=== YOUR INSTRUCTIONS ===
Pull out the lines of the material below, word for word, from the line containing "Mark the innermost point of each instance of the wooden post" through the final line of the material, both ends included.

(Entries pointing to named objects)
────────────────

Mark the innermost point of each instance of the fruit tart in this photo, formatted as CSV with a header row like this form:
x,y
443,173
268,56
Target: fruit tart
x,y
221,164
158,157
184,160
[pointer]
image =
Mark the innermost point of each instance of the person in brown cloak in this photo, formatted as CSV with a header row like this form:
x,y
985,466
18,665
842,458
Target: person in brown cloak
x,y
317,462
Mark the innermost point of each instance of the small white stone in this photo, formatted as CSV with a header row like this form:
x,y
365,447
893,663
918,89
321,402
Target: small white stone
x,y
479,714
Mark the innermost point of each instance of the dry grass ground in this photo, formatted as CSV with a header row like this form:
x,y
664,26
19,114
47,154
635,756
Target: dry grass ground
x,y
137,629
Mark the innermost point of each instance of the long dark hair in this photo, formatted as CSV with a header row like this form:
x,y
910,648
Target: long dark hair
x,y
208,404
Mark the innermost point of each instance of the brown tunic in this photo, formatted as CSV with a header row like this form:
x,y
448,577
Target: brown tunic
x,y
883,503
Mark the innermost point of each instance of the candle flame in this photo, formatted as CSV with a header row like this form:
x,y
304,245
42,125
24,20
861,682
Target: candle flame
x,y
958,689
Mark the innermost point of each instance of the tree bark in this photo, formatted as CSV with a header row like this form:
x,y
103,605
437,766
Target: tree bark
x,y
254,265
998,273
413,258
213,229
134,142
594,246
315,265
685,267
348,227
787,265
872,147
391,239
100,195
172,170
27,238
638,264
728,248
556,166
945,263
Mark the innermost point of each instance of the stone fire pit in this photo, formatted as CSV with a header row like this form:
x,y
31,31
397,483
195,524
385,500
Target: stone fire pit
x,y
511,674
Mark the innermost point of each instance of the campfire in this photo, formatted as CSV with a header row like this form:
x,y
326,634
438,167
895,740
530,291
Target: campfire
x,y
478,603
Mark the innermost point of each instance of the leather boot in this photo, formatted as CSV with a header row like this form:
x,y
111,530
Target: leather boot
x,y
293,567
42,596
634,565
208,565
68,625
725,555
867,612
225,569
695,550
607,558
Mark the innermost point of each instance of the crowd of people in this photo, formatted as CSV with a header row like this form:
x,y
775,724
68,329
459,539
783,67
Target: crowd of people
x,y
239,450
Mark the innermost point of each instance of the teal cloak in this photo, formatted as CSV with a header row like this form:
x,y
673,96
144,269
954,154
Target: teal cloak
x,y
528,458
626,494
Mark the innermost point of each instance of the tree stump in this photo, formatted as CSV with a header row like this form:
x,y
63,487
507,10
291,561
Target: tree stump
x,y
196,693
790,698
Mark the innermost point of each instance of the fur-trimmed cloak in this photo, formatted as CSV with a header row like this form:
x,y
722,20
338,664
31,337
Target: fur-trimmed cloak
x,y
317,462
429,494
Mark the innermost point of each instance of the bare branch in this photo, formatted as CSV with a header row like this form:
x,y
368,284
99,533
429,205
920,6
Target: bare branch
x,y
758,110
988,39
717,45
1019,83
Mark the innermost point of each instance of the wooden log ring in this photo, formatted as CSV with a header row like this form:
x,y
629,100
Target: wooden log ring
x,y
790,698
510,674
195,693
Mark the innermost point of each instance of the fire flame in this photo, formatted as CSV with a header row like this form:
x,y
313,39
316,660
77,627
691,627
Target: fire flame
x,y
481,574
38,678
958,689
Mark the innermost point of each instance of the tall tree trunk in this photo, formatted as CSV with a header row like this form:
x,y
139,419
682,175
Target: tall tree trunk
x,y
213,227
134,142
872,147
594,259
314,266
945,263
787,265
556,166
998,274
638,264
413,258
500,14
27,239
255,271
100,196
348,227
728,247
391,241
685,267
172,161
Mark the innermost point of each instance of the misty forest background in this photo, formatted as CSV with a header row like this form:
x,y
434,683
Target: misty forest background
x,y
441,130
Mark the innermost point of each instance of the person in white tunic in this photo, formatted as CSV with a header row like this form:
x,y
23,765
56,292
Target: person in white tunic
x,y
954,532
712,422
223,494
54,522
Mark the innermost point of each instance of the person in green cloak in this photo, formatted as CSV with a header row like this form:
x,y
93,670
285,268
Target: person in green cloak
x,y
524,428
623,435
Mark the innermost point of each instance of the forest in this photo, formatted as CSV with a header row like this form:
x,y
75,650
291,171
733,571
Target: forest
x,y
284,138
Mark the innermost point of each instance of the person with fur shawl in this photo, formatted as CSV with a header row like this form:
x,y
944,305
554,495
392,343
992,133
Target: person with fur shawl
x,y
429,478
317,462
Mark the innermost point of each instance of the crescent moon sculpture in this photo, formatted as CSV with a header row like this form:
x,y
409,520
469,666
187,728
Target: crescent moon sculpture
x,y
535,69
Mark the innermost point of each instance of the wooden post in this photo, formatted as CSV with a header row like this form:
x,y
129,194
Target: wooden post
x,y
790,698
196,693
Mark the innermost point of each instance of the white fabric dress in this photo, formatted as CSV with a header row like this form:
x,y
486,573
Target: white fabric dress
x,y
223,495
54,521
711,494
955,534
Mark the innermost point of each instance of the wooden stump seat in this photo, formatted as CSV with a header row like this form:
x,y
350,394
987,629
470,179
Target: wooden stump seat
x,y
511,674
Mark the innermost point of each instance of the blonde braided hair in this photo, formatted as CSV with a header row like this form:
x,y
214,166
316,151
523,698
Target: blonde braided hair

────────────────

=== REPLY TO THE EXERCISE ===
Mark the innermost point of each instance of the wooden post in this photo, formatted as CSV with a header row like this form:
x,y
129,194
Target: wooden post
x,y
790,698
196,693
Mark the innermost point of each instance of the white fabric dress in this photo, formatted as CSV with a header row like this form:
x,y
486,573
Target: white fabric dress
x,y
223,495
54,521
711,494
955,534
Mark the innermost point of each instance of the wooden stump seat in this photo, formatted as CSV with a header row like this form:
x,y
350,394
987,629
470,179
Target: wooden stump seat
x,y
511,674
Mark the innermost point of each instance of the blonde braided hair in this photo, formatted as CSV with a header row like this form:
x,y
214,166
316,151
523,698
Target: blonde braided hair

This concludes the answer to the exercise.